* begin Source extract *

Never Compromise or Imitate”: Aart van der Wal talks to the members of the Navarra Quartet - December 2010 (AW)

Introduction

In  2008, the Navarra Quartet won the Outstanding Young Artist Award at the MIDEM Classique Awards in Cannes. They were selected for representation by Young Concert Artists Trust in 2006, and in 2007 received a Borletti-Buitoni Trust Fellowship culminating in a highly acclaimed disc of Haydn’s “Seven Last Words of Christ on the Cross”. Formed in 2002 at the Royal Northern College of Music under the guidance of the late Dr Christopher Rowland and Alasdair Tait, and subsequently as postgraduate students of the Alban Berg Quartet in Cologne, they are now Quartet in Association at the RNCM. In 2007, the Quartet won second
 prize at the Melbourne International Competition and in 2005 1st Prize in the Florence International Competition. 

At the opening
 of the 2009/10 season, the Quartet returned to Australia to give recitals in Melbourne, Sydney and the Huntingdon Estate Music Festival under the auspices of Musica Viva. They went on to appear at Wigmore Hall, the Bath Festival and Aldeburgh, and gave recitals in France (as Laureates of the Aix-en-Provence Festival), Switzerland, Italy, Ireland and the Netherlands. In 2010, the Quartet recorded their first CD for Challenge Records of Peteris Vasks’ Quartets and took part in the BBC Proms Chamber music series at Cadogan Hall with pianist Francesco Piemontesi. Future engagements include return visits to Wigmore Hall and the Concertgebouw in Amsterdam. Over the last two years, the Quartet has increasingly developed their international profile, appearing at major festivals and venues throughout Europe including the Philharmonie in Luxembourg, the Konzerthaus in Berlin, the Schwetzinger, Rheingau and Mecklenburg-Vorpommern Festivals in Germany, the Aix-en-Provence and Bellerive Festivals and the Kattegat and Sandviken Festivals in Sweden. Further afield, they have given concerts in Russia, the USA and Bahrain.

In 2009, they took part in the Haydn series at Wigmore Hall (broadcast by BBC Radio 3) and recorded Haydn’s “Seven Last Words on the Cross” for Altara Records, for which they commissioned nine paintings for illustrated performances from the world-renowned artist Jamie Boyd. They also worked with Wayne MacGregor’s Random Dance Company on a new work (Entity) with music by Joby Talbot, giving a series of performances at Sadler’s Wells, Snape Maltings and the Muziektheater in Amsterdam.

* end Source extract *
* begin Given information *

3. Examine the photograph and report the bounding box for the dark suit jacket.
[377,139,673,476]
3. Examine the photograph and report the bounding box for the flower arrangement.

* end Given information *

### Exercise objective
Please answer these questions using the Navarra Quartet introduction above:
1. In what year and at which institution was the quartet formed?
2. For which label did the quartet record its first CD of Peteris Vasks' Quartets?
3. Which artist painted the nine paintings commissioned for the illustrated Haydn performances?

### Right answer
1. 2002, at the Royal Northern College of Music.
2. Challenge Records.
3. Jamie Boyd.